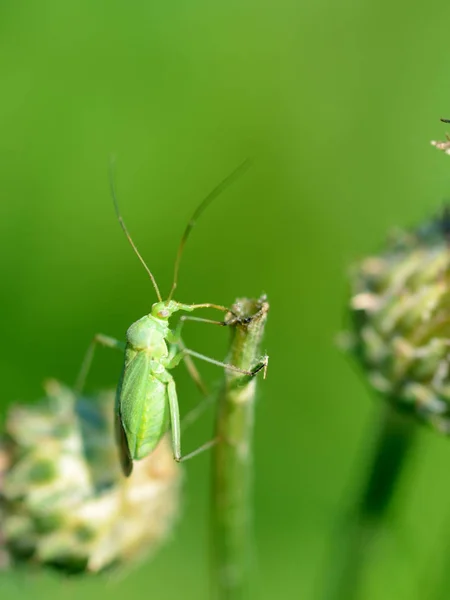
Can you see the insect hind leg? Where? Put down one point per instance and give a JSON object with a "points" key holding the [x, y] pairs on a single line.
{"points": [[176, 426]]}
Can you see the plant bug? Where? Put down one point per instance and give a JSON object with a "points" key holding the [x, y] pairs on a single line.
{"points": [[146, 398]]}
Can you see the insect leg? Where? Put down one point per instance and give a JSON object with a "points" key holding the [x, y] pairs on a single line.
{"points": [[103, 340], [176, 428], [261, 366]]}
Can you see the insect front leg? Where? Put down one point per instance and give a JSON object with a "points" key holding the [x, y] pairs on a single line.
{"points": [[261, 365], [102, 340], [176, 426]]}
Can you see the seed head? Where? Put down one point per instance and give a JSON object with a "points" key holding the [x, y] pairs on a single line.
{"points": [[63, 499], [400, 309]]}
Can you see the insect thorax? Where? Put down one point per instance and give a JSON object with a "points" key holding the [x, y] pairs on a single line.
{"points": [[149, 334]]}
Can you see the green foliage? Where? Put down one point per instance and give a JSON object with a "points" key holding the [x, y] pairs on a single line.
{"points": [[336, 102]]}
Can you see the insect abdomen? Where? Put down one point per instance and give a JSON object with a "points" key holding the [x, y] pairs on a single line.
{"points": [[142, 406]]}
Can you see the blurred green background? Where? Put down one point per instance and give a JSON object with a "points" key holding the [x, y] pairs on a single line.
{"points": [[336, 102]]}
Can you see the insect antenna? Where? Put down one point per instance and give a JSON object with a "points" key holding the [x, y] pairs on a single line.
{"points": [[125, 230], [199, 210]]}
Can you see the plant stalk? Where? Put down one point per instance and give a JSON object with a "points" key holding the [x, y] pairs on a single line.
{"points": [[232, 460]]}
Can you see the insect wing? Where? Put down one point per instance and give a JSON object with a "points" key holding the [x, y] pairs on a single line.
{"points": [[131, 398]]}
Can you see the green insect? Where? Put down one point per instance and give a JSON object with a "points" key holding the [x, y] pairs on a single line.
{"points": [[146, 399]]}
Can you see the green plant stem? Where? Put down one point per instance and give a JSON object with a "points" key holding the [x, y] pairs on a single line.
{"points": [[232, 461], [393, 443]]}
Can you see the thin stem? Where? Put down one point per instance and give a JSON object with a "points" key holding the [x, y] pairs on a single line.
{"points": [[232, 460], [350, 556]]}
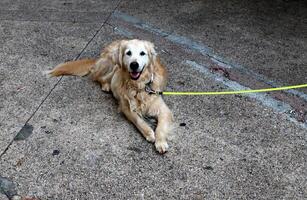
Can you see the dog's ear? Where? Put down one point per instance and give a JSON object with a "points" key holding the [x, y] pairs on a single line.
{"points": [[151, 50]]}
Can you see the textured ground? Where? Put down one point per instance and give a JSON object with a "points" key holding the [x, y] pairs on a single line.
{"points": [[63, 138]]}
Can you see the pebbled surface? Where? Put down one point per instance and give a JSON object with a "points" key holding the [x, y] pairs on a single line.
{"points": [[80, 147]]}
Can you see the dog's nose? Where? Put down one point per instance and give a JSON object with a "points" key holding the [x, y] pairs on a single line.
{"points": [[134, 66]]}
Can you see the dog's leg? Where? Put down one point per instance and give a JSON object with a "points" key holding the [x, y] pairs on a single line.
{"points": [[141, 125], [165, 121]]}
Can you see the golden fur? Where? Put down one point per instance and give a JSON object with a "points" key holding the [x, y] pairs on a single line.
{"points": [[113, 75]]}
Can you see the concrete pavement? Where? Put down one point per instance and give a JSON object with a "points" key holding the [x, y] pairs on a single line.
{"points": [[76, 145]]}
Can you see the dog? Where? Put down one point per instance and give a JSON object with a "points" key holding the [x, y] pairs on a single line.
{"points": [[133, 72]]}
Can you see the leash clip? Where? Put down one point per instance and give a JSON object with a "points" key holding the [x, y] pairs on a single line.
{"points": [[151, 91]]}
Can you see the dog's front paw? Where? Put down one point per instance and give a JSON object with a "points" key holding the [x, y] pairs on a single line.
{"points": [[150, 136], [161, 146]]}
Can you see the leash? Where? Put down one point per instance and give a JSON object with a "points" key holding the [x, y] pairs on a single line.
{"points": [[229, 92]]}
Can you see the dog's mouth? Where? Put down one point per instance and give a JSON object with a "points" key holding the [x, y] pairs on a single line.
{"points": [[135, 75]]}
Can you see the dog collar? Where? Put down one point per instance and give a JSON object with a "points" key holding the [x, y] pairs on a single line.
{"points": [[148, 88]]}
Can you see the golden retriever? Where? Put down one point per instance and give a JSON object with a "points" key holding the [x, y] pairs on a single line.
{"points": [[132, 71]]}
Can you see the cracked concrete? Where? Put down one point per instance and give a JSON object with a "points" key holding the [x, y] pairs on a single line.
{"points": [[224, 147]]}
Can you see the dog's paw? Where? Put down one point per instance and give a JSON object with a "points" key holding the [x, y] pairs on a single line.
{"points": [[150, 137], [161, 146]]}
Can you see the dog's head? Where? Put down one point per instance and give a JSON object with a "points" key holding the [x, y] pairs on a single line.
{"points": [[136, 56]]}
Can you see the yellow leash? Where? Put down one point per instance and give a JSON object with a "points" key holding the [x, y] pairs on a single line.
{"points": [[236, 92]]}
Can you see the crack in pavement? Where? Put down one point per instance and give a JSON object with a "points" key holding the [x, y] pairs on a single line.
{"points": [[60, 79]]}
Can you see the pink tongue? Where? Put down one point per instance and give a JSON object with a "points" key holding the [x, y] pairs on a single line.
{"points": [[135, 74]]}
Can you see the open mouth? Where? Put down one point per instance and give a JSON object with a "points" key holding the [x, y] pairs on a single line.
{"points": [[135, 75]]}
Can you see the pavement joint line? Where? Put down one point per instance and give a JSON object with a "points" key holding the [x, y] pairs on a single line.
{"points": [[263, 98], [60, 79], [46, 21], [203, 49]]}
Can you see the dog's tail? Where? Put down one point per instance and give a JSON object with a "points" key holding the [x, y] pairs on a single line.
{"points": [[76, 68]]}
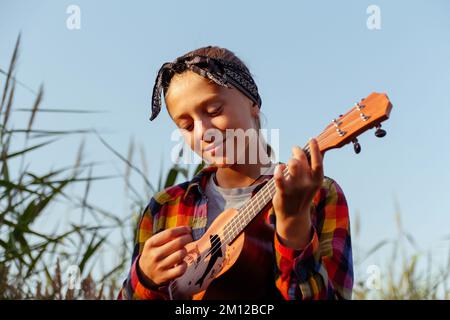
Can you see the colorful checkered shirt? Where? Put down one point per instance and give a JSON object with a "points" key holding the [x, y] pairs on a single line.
{"points": [[322, 270]]}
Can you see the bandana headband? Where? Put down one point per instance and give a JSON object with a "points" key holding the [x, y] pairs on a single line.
{"points": [[220, 71]]}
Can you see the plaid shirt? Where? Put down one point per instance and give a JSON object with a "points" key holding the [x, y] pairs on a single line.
{"points": [[322, 270]]}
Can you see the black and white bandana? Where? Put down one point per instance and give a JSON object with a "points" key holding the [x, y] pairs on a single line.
{"points": [[220, 71]]}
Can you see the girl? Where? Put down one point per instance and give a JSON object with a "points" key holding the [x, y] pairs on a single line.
{"points": [[211, 90]]}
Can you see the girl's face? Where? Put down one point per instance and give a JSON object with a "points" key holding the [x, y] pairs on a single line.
{"points": [[204, 111]]}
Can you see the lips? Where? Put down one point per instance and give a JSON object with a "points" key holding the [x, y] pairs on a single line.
{"points": [[213, 146]]}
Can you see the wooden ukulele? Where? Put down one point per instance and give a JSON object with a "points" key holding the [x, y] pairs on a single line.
{"points": [[234, 259]]}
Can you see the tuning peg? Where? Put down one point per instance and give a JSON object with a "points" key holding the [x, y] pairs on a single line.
{"points": [[380, 133], [356, 146]]}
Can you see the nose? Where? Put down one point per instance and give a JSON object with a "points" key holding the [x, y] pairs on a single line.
{"points": [[201, 126]]}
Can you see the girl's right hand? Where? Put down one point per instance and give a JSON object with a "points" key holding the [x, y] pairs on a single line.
{"points": [[161, 259]]}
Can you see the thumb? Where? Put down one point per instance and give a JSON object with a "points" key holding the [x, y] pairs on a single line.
{"points": [[279, 177]]}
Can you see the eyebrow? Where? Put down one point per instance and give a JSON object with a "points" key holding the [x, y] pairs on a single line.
{"points": [[201, 104]]}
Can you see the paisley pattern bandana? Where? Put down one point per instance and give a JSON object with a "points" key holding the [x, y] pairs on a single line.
{"points": [[222, 72]]}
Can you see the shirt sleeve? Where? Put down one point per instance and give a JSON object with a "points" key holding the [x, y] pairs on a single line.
{"points": [[324, 268], [133, 287]]}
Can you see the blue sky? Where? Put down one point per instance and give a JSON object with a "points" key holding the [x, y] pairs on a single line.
{"points": [[311, 61]]}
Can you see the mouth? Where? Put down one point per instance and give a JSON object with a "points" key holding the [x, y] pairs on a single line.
{"points": [[213, 147]]}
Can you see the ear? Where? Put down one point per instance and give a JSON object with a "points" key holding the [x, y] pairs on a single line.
{"points": [[254, 110]]}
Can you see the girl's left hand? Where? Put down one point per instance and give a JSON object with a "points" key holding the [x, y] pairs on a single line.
{"points": [[295, 192]]}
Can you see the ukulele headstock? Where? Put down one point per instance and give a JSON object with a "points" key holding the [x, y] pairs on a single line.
{"points": [[364, 115]]}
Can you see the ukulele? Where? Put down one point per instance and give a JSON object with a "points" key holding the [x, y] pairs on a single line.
{"points": [[234, 259]]}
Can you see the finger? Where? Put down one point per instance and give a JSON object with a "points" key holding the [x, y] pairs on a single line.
{"points": [[279, 177], [165, 236], [316, 161], [298, 153], [172, 246], [176, 271], [294, 168], [174, 259]]}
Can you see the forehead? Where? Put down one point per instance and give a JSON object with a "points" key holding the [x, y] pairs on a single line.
{"points": [[188, 90]]}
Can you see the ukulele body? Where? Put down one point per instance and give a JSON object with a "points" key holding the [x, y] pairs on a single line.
{"points": [[244, 269]]}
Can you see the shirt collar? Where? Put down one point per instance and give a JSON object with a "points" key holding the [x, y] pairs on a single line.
{"points": [[199, 181]]}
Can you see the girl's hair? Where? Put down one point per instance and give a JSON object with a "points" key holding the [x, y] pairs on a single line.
{"points": [[223, 53]]}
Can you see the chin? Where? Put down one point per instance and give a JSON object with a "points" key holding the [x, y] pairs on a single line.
{"points": [[219, 162]]}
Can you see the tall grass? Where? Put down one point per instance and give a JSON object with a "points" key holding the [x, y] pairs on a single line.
{"points": [[34, 264]]}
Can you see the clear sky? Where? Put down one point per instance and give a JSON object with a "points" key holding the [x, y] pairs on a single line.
{"points": [[311, 60]]}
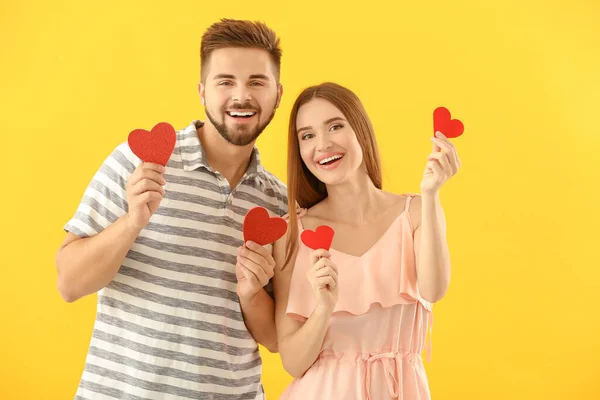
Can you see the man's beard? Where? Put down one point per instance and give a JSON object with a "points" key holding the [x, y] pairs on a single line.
{"points": [[244, 134]]}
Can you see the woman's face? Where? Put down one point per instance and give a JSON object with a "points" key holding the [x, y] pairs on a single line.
{"points": [[328, 145]]}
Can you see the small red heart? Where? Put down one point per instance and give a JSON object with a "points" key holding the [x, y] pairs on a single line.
{"points": [[451, 128], [155, 146], [321, 238], [260, 228]]}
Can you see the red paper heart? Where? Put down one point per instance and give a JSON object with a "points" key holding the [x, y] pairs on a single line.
{"points": [[320, 238], [442, 122], [260, 228], [155, 146]]}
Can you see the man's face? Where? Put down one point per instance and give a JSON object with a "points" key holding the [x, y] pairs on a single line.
{"points": [[240, 93]]}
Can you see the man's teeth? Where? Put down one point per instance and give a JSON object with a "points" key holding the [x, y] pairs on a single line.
{"points": [[328, 159], [241, 113]]}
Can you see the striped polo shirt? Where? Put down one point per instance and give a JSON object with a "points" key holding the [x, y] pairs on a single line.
{"points": [[170, 326]]}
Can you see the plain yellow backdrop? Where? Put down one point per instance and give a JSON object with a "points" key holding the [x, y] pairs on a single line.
{"points": [[520, 320]]}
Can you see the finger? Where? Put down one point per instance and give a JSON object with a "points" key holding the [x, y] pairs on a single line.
{"points": [[321, 263], [317, 254], [325, 281], [256, 270], [327, 271], [249, 275], [153, 167], [443, 143], [147, 197], [251, 257], [450, 150], [261, 251], [146, 185], [146, 174], [443, 160], [437, 170]]}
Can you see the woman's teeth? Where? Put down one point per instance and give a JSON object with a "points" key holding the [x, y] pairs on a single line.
{"points": [[329, 159]]}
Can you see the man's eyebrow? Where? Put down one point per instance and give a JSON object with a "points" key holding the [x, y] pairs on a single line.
{"points": [[253, 76], [259, 76]]}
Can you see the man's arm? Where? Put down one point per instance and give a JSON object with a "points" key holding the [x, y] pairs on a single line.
{"points": [[254, 268], [86, 265], [259, 317]]}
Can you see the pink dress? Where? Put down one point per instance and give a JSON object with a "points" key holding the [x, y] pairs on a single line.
{"points": [[378, 330]]}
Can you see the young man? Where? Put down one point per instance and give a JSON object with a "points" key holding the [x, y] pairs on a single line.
{"points": [[163, 247]]}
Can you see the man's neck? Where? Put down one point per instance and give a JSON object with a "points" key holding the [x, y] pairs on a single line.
{"points": [[229, 160]]}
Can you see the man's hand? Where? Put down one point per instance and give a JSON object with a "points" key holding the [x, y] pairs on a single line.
{"points": [[144, 194], [253, 270]]}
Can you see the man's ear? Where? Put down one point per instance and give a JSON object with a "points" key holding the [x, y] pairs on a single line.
{"points": [[279, 94], [201, 91]]}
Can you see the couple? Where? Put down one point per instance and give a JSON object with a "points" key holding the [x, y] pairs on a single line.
{"points": [[183, 302]]}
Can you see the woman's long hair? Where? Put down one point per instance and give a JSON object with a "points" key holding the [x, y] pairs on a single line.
{"points": [[304, 189]]}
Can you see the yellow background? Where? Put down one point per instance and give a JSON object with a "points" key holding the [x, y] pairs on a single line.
{"points": [[520, 320]]}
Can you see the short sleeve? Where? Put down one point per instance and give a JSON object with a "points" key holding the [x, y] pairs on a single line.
{"points": [[105, 198]]}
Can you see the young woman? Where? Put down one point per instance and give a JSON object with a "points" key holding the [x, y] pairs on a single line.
{"points": [[352, 321]]}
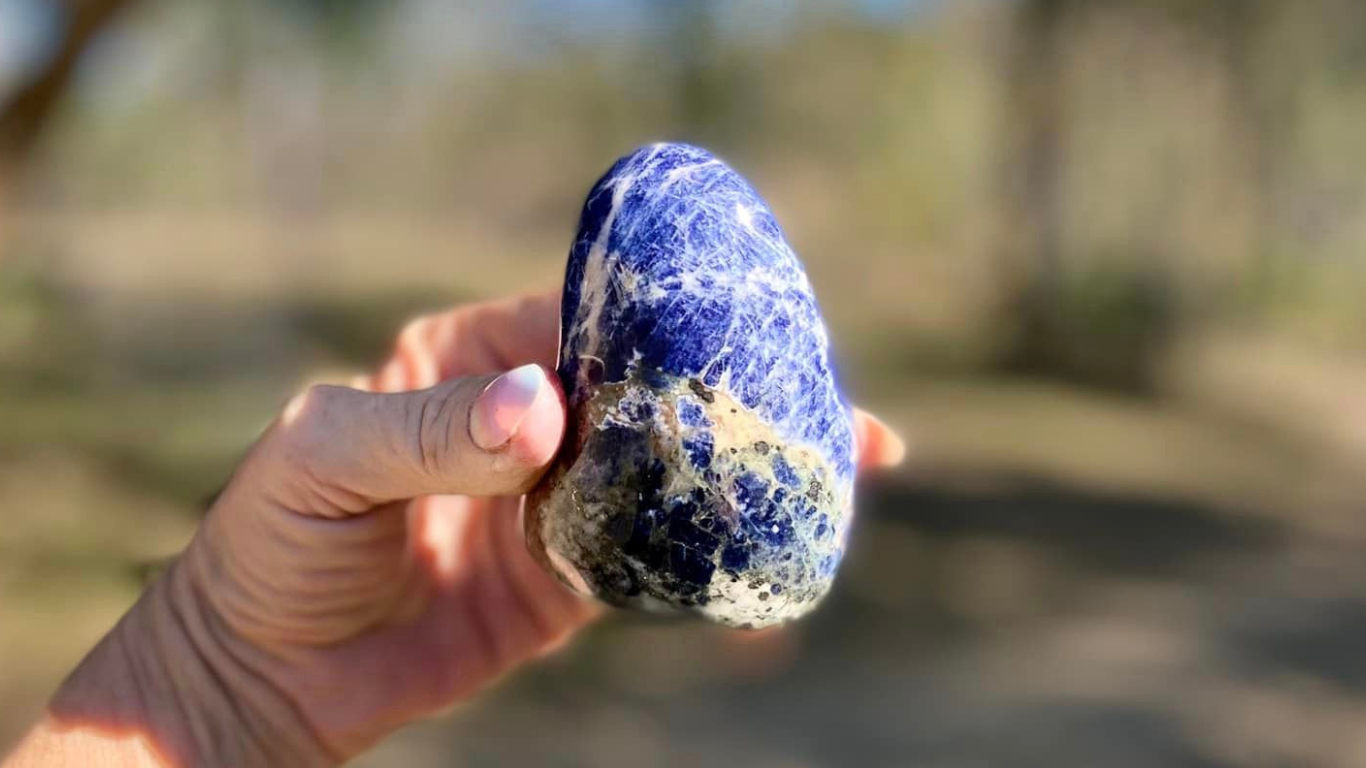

- - -

Your task
From the line that contains "Can you see the woman's long" to the last line of the data above, inclusive, transcribe every line exactly and only those lines, omitting pictures.

Result of the exercise
Can you see the woman's long hair? Where? Put down one point per instance and give a JSON object with a "points" key holding the [x, y] pairs on a single line.
{"points": [[304, 189]]}
Can you see the yellow background? Where? Put down one point per instance and give a JSON object with a "points" key holding the [x, y] pairs on a single line.
{"points": [[520, 320]]}
Can you see the short sleeve? Where? Put down one point per instance and give a JSON object with a "points" key holding the [x, y] pairs on a single line.
{"points": [[105, 198]]}
Can you see the young woman? Where? Put down one point per instance and give a JSON object with a "points" key holding the [x, y] pairs on a single line.
{"points": [[352, 321]]}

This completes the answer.